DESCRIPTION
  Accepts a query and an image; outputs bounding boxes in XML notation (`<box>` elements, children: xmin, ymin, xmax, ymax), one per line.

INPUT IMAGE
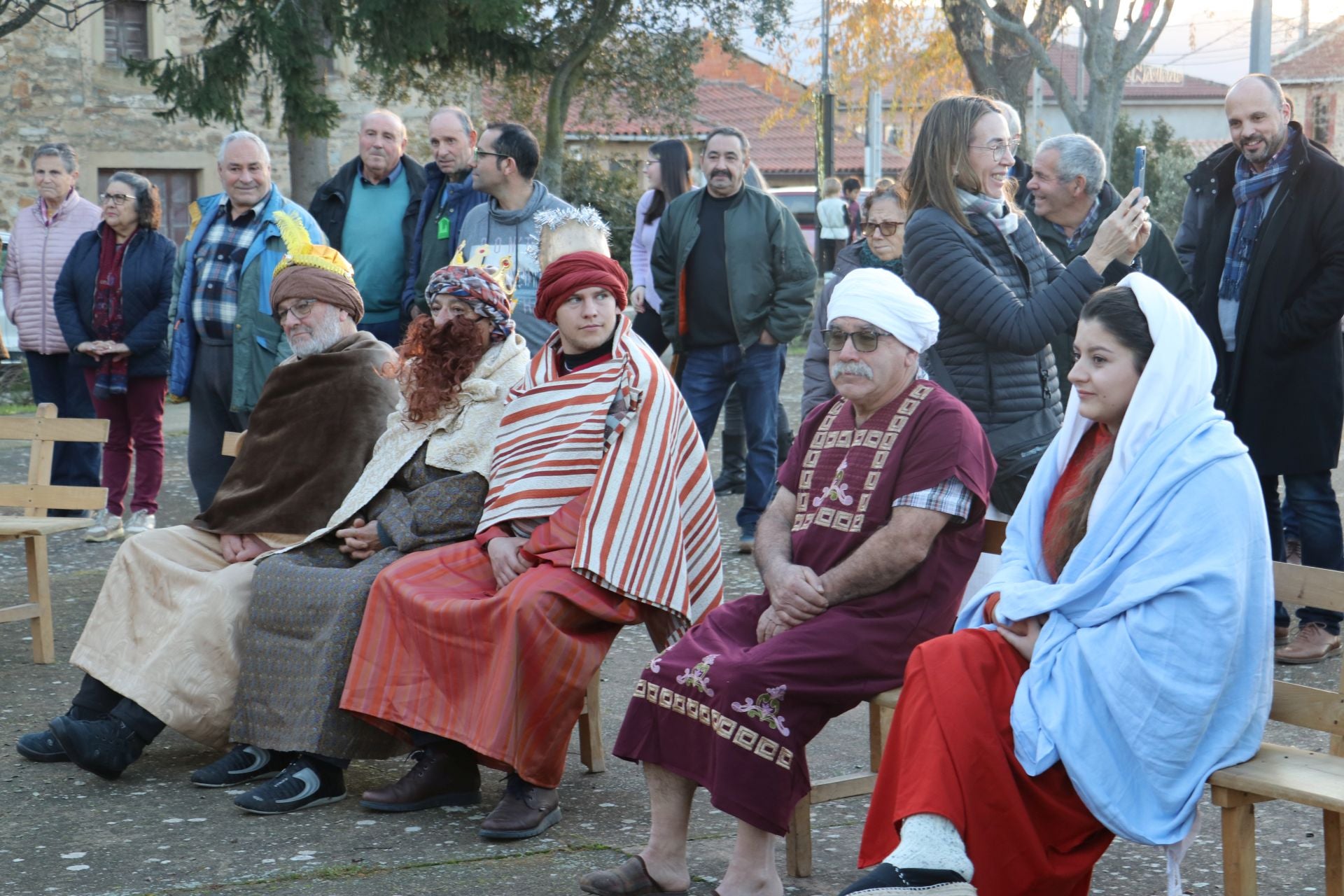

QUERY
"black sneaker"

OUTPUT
<box><xmin>840</xmin><ymin>862</ymin><xmax>976</xmax><ymax>896</ymax></box>
<box><xmin>13</xmin><ymin>728</ymin><xmax>70</xmax><ymax>762</ymax></box>
<box><xmin>51</xmin><ymin>716</ymin><xmax>145</xmax><ymax>780</ymax></box>
<box><xmin>191</xmin><ymin>744</ymin><xmax>295</xmax><ymax>788</ymax></box>
<box><xmin>234</xmin><ymin>756</ymin><xmax>345</xmax><ymax>816</ymax></box>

· · · · · · ·

* What is required
Rewrite the item above with "sneaker" switched to "running shoe" and everything else unchanged. Leave out the picture.

* Response to the task
DESCRIPTION
  Accepts a query and an image; outputs bounding boxes in XML notation (`<box>` elements, children: xmin, ymin, xmax, ymax), one per line.

INPUT IMAGE

QUERY
"black running shoe"

OUTPUT
<box><xmin>840</xmin><ymin>862</ymin><xmax>976</xmax><ymax>896</ymax></box>
<box><xmin>13</xmin><ymin>728</ymin><xmax>70</xmax><ymax>762</ymax></box>
<box><xmin>51</xmin><ymin>716</ymin><xmax>145</xmax><ymax>780</ymax></box>
<box><xmin>191</xmin><ymin>744</ymin><xmax>295</xmax><ymax>788</ymax></box>
<box><xmin>234</xmin><ymin>756</ymin><xmax>345</xmax><ymax>816</ymax></box>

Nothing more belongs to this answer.